Short exercise:
Collect every line of the listing below that contains the word "temple", treating case as significant.

>>>

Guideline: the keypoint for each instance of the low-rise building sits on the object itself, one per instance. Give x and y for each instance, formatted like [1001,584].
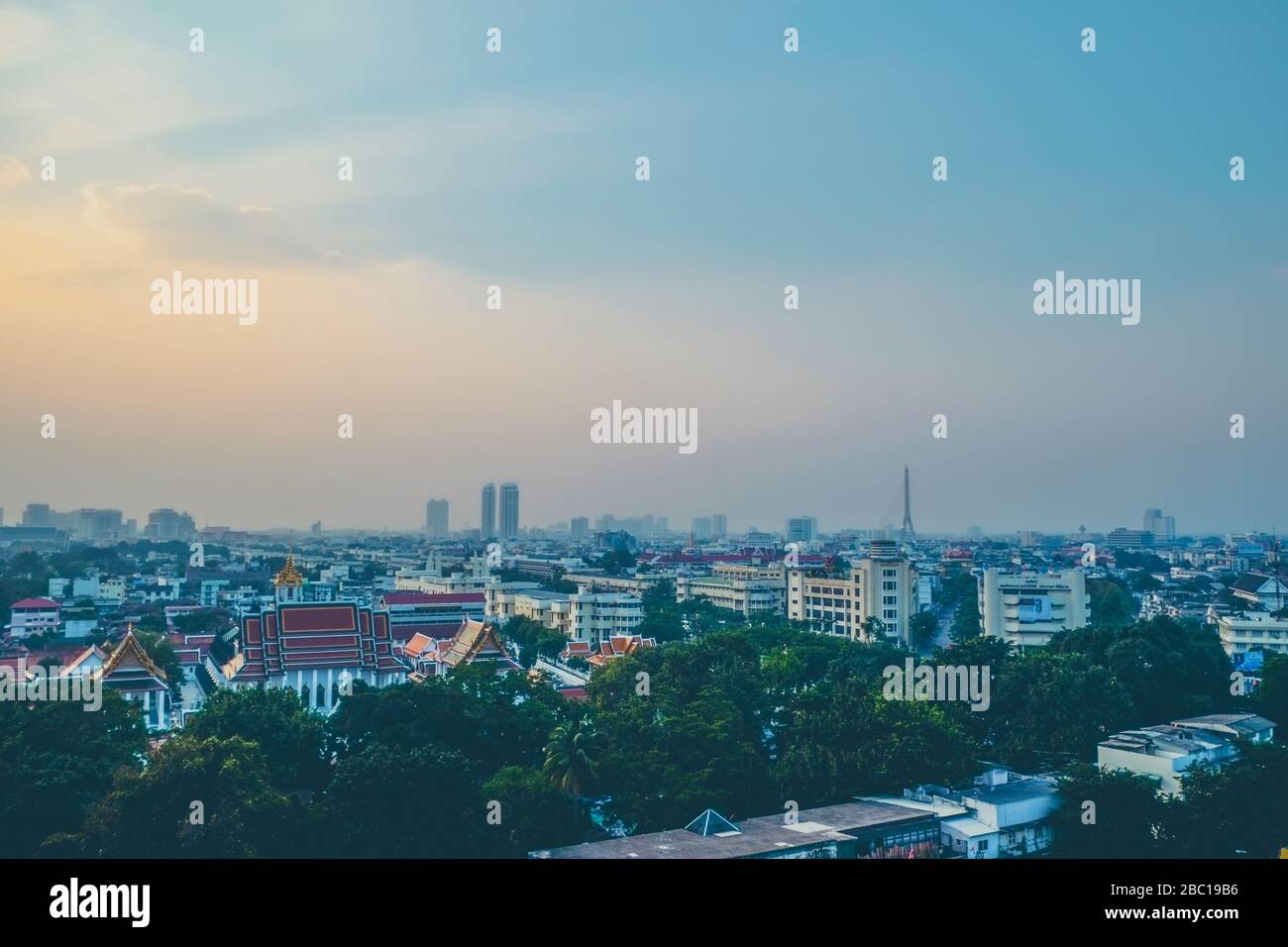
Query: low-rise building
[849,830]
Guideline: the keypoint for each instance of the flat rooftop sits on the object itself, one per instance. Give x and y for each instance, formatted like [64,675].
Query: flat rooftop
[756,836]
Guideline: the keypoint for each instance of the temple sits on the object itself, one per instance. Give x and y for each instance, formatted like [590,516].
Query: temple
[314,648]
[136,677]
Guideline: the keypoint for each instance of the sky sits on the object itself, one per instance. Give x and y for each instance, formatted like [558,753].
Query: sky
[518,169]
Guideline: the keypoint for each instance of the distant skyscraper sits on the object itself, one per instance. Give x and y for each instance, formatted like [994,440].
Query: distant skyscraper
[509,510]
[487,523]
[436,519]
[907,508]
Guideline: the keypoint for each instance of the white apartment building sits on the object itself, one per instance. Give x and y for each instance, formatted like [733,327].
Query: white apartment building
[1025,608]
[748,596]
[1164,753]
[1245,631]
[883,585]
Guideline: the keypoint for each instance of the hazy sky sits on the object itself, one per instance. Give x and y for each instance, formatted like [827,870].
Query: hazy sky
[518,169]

<<<
>>>

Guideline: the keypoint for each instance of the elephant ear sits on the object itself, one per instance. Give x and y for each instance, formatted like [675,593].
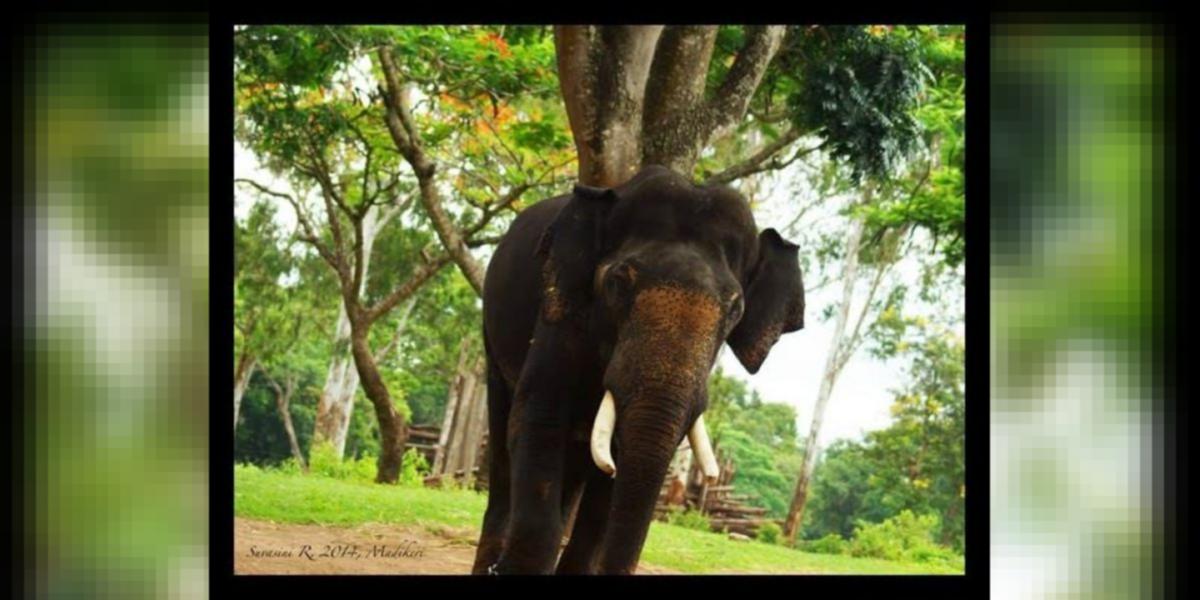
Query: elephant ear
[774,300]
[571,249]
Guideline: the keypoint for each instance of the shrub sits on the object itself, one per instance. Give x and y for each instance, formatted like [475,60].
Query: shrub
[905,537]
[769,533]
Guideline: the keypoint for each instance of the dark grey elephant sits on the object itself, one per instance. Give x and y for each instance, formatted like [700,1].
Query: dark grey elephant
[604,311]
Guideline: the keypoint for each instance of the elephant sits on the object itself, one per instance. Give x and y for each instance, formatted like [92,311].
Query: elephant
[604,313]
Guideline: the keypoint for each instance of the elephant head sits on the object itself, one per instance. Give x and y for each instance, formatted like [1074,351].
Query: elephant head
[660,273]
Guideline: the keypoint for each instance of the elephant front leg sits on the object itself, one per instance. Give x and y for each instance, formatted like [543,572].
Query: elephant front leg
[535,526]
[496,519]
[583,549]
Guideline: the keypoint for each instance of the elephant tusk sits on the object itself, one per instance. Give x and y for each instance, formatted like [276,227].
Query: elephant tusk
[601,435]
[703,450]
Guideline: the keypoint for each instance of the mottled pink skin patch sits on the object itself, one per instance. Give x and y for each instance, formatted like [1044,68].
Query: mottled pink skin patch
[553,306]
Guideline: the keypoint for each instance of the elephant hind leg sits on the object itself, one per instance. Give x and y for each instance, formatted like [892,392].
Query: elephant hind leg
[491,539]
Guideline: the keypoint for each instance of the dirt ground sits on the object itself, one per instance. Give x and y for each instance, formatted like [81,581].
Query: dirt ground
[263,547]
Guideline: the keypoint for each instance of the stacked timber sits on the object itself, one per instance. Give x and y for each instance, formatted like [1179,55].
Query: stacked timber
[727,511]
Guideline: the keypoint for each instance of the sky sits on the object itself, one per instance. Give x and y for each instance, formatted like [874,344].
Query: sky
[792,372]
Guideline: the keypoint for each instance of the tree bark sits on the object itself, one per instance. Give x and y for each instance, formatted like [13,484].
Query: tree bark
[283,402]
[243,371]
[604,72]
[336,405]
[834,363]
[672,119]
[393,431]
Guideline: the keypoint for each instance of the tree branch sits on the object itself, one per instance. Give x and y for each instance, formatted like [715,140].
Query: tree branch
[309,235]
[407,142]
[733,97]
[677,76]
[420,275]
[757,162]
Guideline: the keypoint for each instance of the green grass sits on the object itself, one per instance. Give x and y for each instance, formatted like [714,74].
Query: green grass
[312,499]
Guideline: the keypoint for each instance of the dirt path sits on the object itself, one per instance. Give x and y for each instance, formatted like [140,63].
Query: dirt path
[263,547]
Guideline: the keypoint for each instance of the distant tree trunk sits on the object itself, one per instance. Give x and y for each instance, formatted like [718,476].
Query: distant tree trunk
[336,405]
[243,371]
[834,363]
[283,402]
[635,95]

<<<
>>>

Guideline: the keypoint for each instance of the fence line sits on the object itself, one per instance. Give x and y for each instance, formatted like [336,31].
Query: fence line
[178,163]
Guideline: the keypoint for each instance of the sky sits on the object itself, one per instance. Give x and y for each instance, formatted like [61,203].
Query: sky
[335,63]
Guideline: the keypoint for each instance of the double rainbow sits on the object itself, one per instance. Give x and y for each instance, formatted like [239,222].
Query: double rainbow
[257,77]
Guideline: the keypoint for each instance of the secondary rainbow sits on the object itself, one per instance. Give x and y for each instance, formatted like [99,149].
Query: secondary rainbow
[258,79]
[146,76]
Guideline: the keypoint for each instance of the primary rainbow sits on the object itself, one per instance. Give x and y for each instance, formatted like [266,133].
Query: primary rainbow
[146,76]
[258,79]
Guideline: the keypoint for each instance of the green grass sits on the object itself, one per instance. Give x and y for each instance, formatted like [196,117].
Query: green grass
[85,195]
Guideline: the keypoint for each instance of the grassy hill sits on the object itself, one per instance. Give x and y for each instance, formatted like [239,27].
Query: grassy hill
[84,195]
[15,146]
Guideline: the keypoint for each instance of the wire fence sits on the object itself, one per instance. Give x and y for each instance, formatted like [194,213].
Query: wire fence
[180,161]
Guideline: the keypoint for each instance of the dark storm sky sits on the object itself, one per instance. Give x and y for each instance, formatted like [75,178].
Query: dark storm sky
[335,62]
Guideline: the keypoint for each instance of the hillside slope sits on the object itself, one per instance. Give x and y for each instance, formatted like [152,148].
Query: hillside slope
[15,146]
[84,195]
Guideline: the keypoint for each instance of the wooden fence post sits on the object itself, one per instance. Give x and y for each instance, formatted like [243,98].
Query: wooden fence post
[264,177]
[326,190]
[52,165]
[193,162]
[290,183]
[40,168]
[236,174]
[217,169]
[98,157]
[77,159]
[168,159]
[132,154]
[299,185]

<<<

Answer to the exercise:
Guideline: the keypoint for each instance of the temple sits on the object itself, one per instance. Give x and y for each instance, formatted like [590,516].
Query: temple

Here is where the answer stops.